[Point annotation dataset records]
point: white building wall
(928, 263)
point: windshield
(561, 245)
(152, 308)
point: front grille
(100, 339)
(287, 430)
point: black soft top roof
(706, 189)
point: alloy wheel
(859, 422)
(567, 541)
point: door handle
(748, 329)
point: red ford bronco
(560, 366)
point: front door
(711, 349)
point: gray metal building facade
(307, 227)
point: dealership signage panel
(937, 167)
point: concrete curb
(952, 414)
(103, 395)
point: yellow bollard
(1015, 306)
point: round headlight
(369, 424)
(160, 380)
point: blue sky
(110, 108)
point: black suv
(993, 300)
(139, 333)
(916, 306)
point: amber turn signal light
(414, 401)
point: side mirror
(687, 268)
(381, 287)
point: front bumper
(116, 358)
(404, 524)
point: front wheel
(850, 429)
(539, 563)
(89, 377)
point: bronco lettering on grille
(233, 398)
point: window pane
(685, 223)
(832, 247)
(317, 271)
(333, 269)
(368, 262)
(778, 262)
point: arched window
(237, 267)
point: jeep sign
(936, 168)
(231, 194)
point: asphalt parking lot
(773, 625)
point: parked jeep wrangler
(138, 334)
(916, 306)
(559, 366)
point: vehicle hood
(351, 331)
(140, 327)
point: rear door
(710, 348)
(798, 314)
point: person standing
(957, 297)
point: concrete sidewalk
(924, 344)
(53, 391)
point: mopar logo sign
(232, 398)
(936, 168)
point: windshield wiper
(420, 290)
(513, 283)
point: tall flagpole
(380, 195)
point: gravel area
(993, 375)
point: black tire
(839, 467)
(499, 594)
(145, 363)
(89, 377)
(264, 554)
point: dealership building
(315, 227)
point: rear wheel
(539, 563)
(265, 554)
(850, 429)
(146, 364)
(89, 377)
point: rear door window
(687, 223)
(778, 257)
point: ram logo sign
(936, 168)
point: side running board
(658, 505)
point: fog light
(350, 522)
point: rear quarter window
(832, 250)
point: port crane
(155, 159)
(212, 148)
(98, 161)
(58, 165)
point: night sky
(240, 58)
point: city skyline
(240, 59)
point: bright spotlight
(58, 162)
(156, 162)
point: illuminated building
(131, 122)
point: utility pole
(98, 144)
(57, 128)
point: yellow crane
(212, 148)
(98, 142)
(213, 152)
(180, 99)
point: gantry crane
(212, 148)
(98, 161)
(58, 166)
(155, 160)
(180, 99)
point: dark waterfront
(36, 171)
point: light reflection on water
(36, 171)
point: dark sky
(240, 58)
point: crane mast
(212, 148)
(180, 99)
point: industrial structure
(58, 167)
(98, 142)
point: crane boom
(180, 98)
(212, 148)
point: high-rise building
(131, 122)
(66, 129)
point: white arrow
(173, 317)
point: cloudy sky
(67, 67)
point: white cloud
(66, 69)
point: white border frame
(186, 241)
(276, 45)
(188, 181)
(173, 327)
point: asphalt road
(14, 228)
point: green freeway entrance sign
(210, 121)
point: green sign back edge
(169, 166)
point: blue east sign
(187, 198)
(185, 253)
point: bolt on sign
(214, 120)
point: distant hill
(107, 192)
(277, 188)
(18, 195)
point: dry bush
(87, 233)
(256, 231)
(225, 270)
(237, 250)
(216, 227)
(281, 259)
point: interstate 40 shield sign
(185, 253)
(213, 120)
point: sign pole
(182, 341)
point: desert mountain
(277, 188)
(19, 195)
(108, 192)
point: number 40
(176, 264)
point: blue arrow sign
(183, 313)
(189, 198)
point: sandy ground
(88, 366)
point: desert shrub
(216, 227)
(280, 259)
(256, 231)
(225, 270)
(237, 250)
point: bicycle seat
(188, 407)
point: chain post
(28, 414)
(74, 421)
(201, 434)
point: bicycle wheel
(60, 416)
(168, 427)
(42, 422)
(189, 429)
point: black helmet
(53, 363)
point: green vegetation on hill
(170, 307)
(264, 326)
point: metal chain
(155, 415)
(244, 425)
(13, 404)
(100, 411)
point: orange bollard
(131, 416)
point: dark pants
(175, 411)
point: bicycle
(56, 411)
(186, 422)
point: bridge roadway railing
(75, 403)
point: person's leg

• **WHAT YOU NEED TO DO**: Reproduce verbatim the stretch of the data from the line containing "point: light reflection on water" through the final line of the data, both ends included.

• **COMPLETE ANSWER**:
point: light reflection on water
(36, 171)
point: dark sky
(240, 58)
point: crane mast
(212, 148)
(180, 99)
point: industrial structure
(58, 167)
(98, 142)
point: crane boom
(180, 98)
(212, 148)
point: high-rise building
(131, 122)
(66, 129)
point: white arrow
(173, 317)
point: cloudy sky
(67, 67)
point: white cloud
(66, 69)
point: white border frame
(186, 241)
(276, 45)
(188, 181)
(173, 327)
point: asphalt road
(14, 228)
point: green freeway entrance sign
(210, 121)
point: green sign back edge
(169, 166)
point: blue east sign
(187, 198)
(185, 253)
point: bolt on sign
(214, 120)
point: distant hill
(107, 192)
(277, 188)
(18, 195)
point: dry bush
(87, 233)
(256, 231)
(225, 270)
(237, 250)
(216, 227)
(281, 259)
point: interstate 40 shield sign
(185, 253)
(213, 120)
point: sign pole
(182, 341)
point: desert mountain
(277, 188)
(19, 195)
(108, 192)
point: number 40
(176, 264)
point: blue arrow sign
(183, 313)
(189, 198)
point: sandy ground
(88, 366)
point: desert shrub
(216, 227)
(280, 259)
(256, 231)
(225, 270)
(237, 250)
point: bicycle seat
(188, 407)
point: chain post
(28, 414)
(74, 421)
(201, 434)
point: bicycle wheel
(60, 416)
(168, 427)
(42, 422)
(189, 429)
point: black helmet
(53, 363)
point: green vegetation on hill
(170, 307)
(264, 326)
point: metal chain
(155, 415)
(244, 425)
(13, 404)
(100, 411)
point: orange bollard
(131, 416)
point: dark pants
(175, 411)
point: bicycle
(56, 411)
(186, 422)
point: bridge roadway railing
(75, 403)
point: person's leg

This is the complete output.